** Exercise directions **
Reproduce the records below in full and exactly, without their images.

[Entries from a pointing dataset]
****************************************

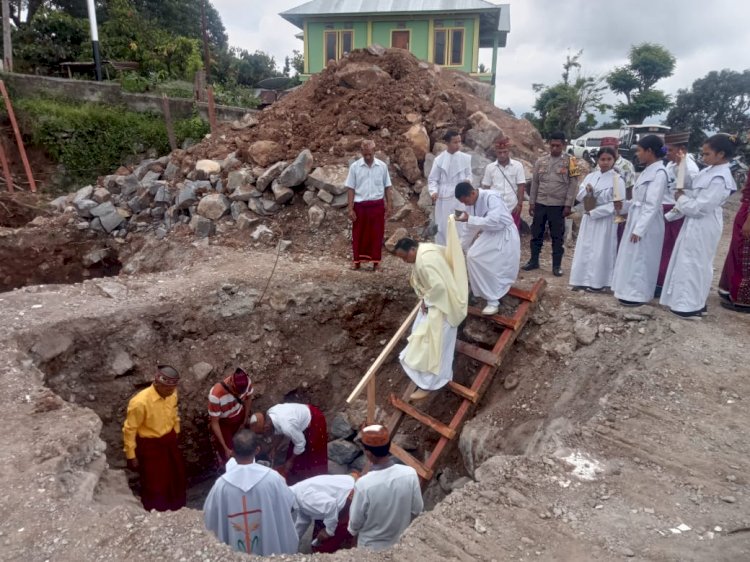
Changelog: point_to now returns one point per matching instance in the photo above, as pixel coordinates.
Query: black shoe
(631, 304)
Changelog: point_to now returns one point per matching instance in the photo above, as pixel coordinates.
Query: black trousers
(544, 214)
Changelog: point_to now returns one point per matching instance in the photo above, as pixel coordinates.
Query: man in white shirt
(508, 178)
(387, 498)
(450, 168)
(250, 507)
(305, 426)
(325, 500)
(491, 242)
(676, 144)
(369, 192)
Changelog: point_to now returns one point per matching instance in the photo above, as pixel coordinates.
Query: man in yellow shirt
(150, 442)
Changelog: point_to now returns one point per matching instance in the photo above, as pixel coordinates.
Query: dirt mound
(377, 95)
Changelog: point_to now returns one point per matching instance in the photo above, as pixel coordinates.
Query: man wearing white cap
(387, 498)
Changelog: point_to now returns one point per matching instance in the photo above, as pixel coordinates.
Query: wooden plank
(371, 399)
(421, 417)
(409, 460)
(463, 392)
(477, 353)
(19, 139)
(383, 355)
(503, 321)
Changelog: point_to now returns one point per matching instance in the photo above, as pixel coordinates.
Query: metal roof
(297, 15)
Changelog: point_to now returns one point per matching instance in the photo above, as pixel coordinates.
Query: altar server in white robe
(450, 168)
(637, 265)
(492, 244)
(596, 245)
(439, 278)
(690, 271)
(250, 506)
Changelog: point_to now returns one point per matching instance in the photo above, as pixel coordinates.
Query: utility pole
(206, 50)
(7, 46)
(94, 39)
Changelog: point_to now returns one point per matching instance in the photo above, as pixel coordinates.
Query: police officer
(554, 186)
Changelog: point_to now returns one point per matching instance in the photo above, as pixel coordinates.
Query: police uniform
(554, 186)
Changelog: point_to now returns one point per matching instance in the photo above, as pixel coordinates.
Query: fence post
(19, 140)
(168, 119)
(212, 110)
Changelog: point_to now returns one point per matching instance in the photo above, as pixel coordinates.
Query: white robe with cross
(250, 509)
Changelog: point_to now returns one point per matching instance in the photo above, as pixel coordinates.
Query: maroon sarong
(671, 232)
(314, 459)
(517, 219)
(162, 471)
(341, 539)
(368, 231)
(735, 277)
(228, 427)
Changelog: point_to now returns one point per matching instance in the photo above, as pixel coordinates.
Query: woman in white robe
(690, 272)
(637, 264)
(596, 245)
(491, 243)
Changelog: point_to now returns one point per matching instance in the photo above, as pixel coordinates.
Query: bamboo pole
(212, 110)
(375, 367)
(6, 169)
(168, 120)
(19, 139)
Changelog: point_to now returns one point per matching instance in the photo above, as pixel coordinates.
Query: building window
(401, 39)
(449, 47)
(337, 44)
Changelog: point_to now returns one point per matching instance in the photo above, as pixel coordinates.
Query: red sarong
(314, 459)
(228, 427)
(517, 219)
(735, 277)
(162, 471)
(671, 232)
(368, 231)
(341, 539)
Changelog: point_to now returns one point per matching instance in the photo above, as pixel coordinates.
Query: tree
(648, 63)
(562, 106)
(720, 101)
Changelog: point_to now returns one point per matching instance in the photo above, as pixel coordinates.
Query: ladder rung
(503, 321)
(423, 418)
(464, 392)
(481, 355)
(423, 472)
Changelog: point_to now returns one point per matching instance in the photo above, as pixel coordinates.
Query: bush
(90, 139)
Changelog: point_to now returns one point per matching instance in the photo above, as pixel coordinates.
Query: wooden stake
(6, 169)
(375, 367)
(19, 140)
(212, 110)
(168, 120)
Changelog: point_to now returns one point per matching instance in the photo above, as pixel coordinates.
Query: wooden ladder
(470, 396)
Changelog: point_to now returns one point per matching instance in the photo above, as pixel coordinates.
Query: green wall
(381, 34)
(315, 40)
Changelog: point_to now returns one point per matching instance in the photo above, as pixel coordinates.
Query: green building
(448, 33)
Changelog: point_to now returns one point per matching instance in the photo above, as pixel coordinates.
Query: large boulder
(483, 133)
(407, 164)
(265, 153)
(360, 75)
(296, 173)
(267, 178)
(419, 140)
(329, 178)
(214, 206)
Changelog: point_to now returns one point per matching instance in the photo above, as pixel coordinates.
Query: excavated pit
(314, 353)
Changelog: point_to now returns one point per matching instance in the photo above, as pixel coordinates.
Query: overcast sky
(703, 36)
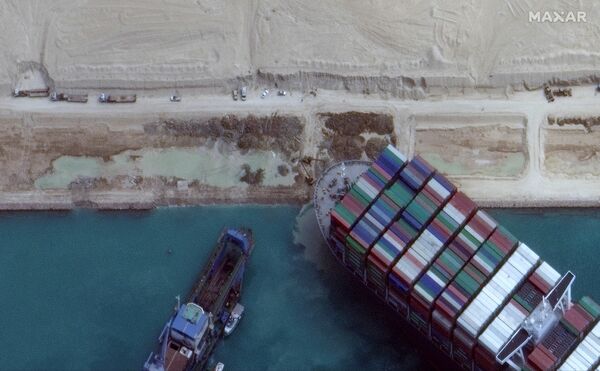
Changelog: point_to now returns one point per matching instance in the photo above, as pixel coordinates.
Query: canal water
(92, 290)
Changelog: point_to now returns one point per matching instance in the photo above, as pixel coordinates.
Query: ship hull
(216, 291)
(461, 280)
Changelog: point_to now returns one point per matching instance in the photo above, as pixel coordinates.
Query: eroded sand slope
(404, 44)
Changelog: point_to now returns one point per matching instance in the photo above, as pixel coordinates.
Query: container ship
(189, 337)
(479, 295)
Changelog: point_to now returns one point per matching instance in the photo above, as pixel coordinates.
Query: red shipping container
(419, 306)
(538, 360)
(462, 346)
(484, 359)
(463, 204)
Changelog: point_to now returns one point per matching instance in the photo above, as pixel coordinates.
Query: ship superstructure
(191, 334)
(481, 296)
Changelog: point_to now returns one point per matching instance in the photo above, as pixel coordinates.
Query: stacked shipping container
(447, 267)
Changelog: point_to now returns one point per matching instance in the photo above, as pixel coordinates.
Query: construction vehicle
(106, 98)
(548, 93)
(33, 93)
(563, 92)
(74, 98)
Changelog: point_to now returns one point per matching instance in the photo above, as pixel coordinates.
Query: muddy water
(209, 166)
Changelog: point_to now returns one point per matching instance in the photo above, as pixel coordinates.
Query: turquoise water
(91, 290)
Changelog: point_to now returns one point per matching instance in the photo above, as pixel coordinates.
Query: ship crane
(539, 323)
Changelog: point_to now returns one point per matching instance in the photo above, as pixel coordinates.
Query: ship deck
(331, 186)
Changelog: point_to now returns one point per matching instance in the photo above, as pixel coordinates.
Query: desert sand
(456, 82)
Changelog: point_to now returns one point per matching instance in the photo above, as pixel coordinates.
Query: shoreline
(133, 202)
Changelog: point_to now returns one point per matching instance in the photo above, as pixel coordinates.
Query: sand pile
(405, 48)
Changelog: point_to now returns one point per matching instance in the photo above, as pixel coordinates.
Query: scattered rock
(252, 177)
(283, 170)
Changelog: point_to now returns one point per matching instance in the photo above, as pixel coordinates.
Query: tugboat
(189, 337)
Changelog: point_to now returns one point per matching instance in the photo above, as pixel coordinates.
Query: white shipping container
(367, 188)
(380, 227)
(475, 234)
(454, 213)
(438, 188)
(486, 267)
(487, 219)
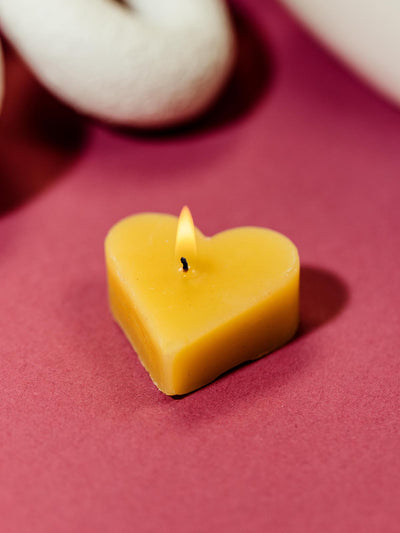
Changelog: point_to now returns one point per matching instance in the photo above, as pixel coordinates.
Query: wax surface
(238, 300)
(305, 440)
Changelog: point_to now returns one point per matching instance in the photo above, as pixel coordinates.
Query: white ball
(147, 63)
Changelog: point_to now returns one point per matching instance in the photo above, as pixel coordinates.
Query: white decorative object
(143, 63)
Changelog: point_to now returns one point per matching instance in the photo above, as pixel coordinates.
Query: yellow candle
(192, 306)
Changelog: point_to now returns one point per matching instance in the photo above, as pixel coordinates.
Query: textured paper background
(306, 439)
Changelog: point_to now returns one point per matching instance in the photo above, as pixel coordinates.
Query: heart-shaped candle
(193, 307)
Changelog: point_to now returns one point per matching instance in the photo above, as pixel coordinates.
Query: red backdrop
(305, 439)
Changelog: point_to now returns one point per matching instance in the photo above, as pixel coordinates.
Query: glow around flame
(185, 245)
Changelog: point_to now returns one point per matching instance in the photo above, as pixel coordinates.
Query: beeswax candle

****************************************

** Solution to this task **
Changelog: point_to now returns one point per matching instance in the photo above, as pixel coordinates.
Query: black shoe
(631, 304)
Changelog: point_to now returns one point per matching instance in the photo above, as pixel coordinates.
Query: black trousers
(544, 214)
Changelog: point_to now returns one point per matching instance in the photo above, as pixel coordinates.
Query: man in white shirt
(508, 178)
(387, 498)
(450, 168)
(250, 507)
(305, 426)
(325, 500)
(491, 242)
(676, 144)
(369, 192)
Changelog: point_to now returns one point per matching instance in the photo above, as pixel coordinates.
Query: man in yellow shirt
(150, 442)
Changelog: point_to now returns one point per matching instance in the photo above, as pixel coordinates.
Query: dirt mound
(377, 95)
Changelog: point_to now returns one point per matching instance in the photo above, as pixel coordinates.
Query: man wearing white cap
(387, 498)
Changelog: point_to now returns one point per matching instance in the photo above, as pixel coordinates.
Query: wooden plank
(371, 399)
(421, 417)
(409, 460)
(463, 392)
(477, 353)
(19, 139)
(383, 355)
(503, 321)
Changelog: point_to now returns one point per matching instance in the photo above, as pixel coordinates.
Query: metal roof
(297, 15)
Changelog: point_to now returns one point per matching instance in the photo above, as pixel coordinates.
Query: altar server in white robe
(450, 168)
(637, 265)
(492, 244)
(596, 245)
(439, 278)
(690, 271)
(250, 506)
Changelog: point_to now returns one point per matching instance in the photo above, as pixel coordinates.
Query: utility pole
(206, 50)
(7, 46)
(94, 39)
Changelog: point_to now returns one point per matching instance in the photo above, as pixel coordinates.
Query: police officer
(554, 186)
Changelog: point_to now returns one point per matching instance in the photo above, as pixel coordinates.
Query: police uniform
(554, 186)
Changelog: point_to now returns one point per matching instance in the photo above, as pixel coordinates.
Query: fence post
(19, 140)
(168, 119)
(212, 110)
Changelog: point_to now returns one point per matching instance in the photo above, as pixel coordinates.
Query: white robe with cross
(250, 509)
Changelog: point_to now returns one point per matching instance in the photo above, as pixel coordinates.
Query: maroon sarong
(671, 232)
(314, 459)
(517, 219)
(162, 471)
(341, 539)
(368, 231)
(735, 277)
(228, 427)
Changelog: point_to now returns one point per matching instance in the photo above, as pixel coordinates.
Query: woman in white robe
(690, 272)
(637, 264)
(596, 245)
(491, 243)
Changelog: point_to now returns one point per matching instance in the photo above, as pixel coordinates.
Query: bamboo pole
(212, 110)
(375, 367)
(6, 169)
(168, 120)
(19, 139)
Changelog: point_to now returns one point per matching instance in the photo above, as pixel coordinates.
Query: building window
(401, 39)
(449, 47)
(337, 44)
Changelog: point_to now returns one point per matching instance in the photo above, as pixel coordinates.
Query: red sarong
(314, 459)
(228, 427)
(517, 219)
(735, 277)
(162, 471)
(671, 232)
(368, 231)
(341, 539)
Changelog: point_to now returns one point per matching instance in the photo above, as pixel coordinates.
Query: tree
(648, 63)
(562, 106)
(720, 101)
Changelog: point_to now returns one point per matching instance in the photo above, as pixel coordinates.
Query: ladder rung
(503, 321)
(423, 418)
(464, 392)
(481, 355)
(423, 472)
Changelog: point_to now returns one point per matching instance in the photo above, as pixel coordinates.
Query: bush
(90, 139)
Changelog: point_to now returns one point per matching instance in the photo above, as pixel coordinates.
Query: wooden stake
(6, 169)
(375, 367)
(19, 140)
(212, 110)
(168, 120)
Changelog: point_to now returns one point per matching instance in the photo above, as pixel coordinates.
Query: wooden ladder
(470, 396)
Changelog: point_to now returns one point per matching instance in the photo above, as pixel coordinates.
Query: green wall
(381, 34)
(315, 40)
Changelog: point_to now returns one point per matching instance in the photo above, as pixel coordinates.
Query: green building
(448, 33)
Changelog: point_to now returns one point per matching instance in the photo above, as pixel coordinates.
Query: large boulder
(483, 133)
(407, 164)
(265, 153)
(360, 75)
(296, 173)
(267, 178)
(419, 140)
(329, 178)
(214, 206)
Changelog: point_to now returns one point per matching instance in the photo above, as pixel coordinates.
Query: excavated pit
(314, 353)
Changelog: point_to now returns one point per matching instance in the photo above, as pixel coordinates.
Query: overcast sky
(703, 36)
Changelog: point_to now returns one point per matching instance in the photo above, as pixel coordinates.
Query: canal water
(92, 290)
Changelog: point_to now returns one point per matching instance in the photo above, as pixel coordinates.
Query: ship hull
(216, 291)
(461, 280)
Changelog: point_to now returns one point per matching instance in the photo above, as pixel coordinates.
Query: eroded sand slope
(404, 44)
Changelog: point_to now returns one point per matching instance in the photo above, as pixel coordinates.
Query: container ship
(189, 337)
(479, 295)
Changelog: point_to now returns one point per matching instance in the photo above, as pixel coordinates.
Query: red shipping container
(419, 306)
(538, 360)
(462, 346)
(484, 359)
(463, 204)
Changelog: point_to now returns one point per matching instance in the photo above, as pixel coordinates.
Query: ship superstructure
(191, 334)
(481, 296)
Changelog: point_to now returns one point per matching instance in the photo above, as pixel coordinates.
Query: stacked shipping container
(447, 267)
Changelog: point_to now returns one point per matching instance in the photo above, as pixel coordinates.
Query: construction vehicle
(106, 98)
(548, 93)
(33, 93)
(563, 92)
(74, 98)
Changelog: point_to now returns one point per matching instance in the photo above, as pixel coordinates.
Query: muddy water
(209, 166)
Changelog: point_to now returns one point per matching instance in the photo above, as pixel coordinates.
Query: turquoise water
(91, 290)
Changelog: point_to now returns one point per matching instance in the photo above, as pixel coordinates.
Query: ship crane
(539, 323)
Changelog: point_to now returns one point per matching instance in the photo above, as pixel coordinates.
Query: ship deck
(331, 186)
Changelog: point_to now returns one point per matching instance in the photo above, as pixel coordinates.
Query: desert sand
(456, 82)
Changelog: point_to now returns one point per matching instance in the photo above, as pixel coordinates.
Query: shoreline
(133, 202)
Changelog: point_to now returns one point per matching instance in the photo above, as pixel coordinates.
Query: sand pile
(405, 48)
Changelog: point_to now returns one point per matching instance in the photo above, as pixel coordinates.
Query: scattered rock
(252, 177)
(283, 170)
Changelog: point_to now returns one point per matching instance in the photo above, as pixel coordinates.
Query: tugboat
(189, 337)
Changelog: point_to now returns one point per matching instance in the photo above, as pixel coordinates.
Query: white shipping container
(367, 188)
(380, 227)
(475, 234)
(454, 213)
(438, 188)
(486, 267)
(487, 219)
Changelog: point_to now returns one point per matching instance in the photo above, as pixel coordinates.
Query: wax surface
(238, 300)
(305, 440)
Changelog: point_to now returns one point per matching instance in the photo above, as pixel coordinates.
Query: white ball
(147, 63)
Changelog: point_to now returns one point per matching instance in the photo above, as pixel coordinates.
Query: white decorative object
(143, 63)
Changelog: point_to now returns one point per matching instance in the photo above, as pixel coordinates.
Query: yellow candle
(192, 306)
Changelog: point_to now returns one point per matching instance in the photo above, as pixel coordinates.
Query: textured paper background
(306, 439)
Changelog: point_to now returns one point per matching instance in the photo above, as pixel coordinates.
Query: heart-shaped candle
(193, 307)
Changelog: point_to now returns one point per matching instance in the photo above, as pixel coordinates.
Query: red backdrop
(305, 439)
Changelog: point_to now returns one point per matching instance in the photo above, as pixel coordinates.
Query: glow around flame
(185, 245)
Changelog: point_to now returns one point per matching instance in the photo above, as pixel coordinates.
Query: beeswax candle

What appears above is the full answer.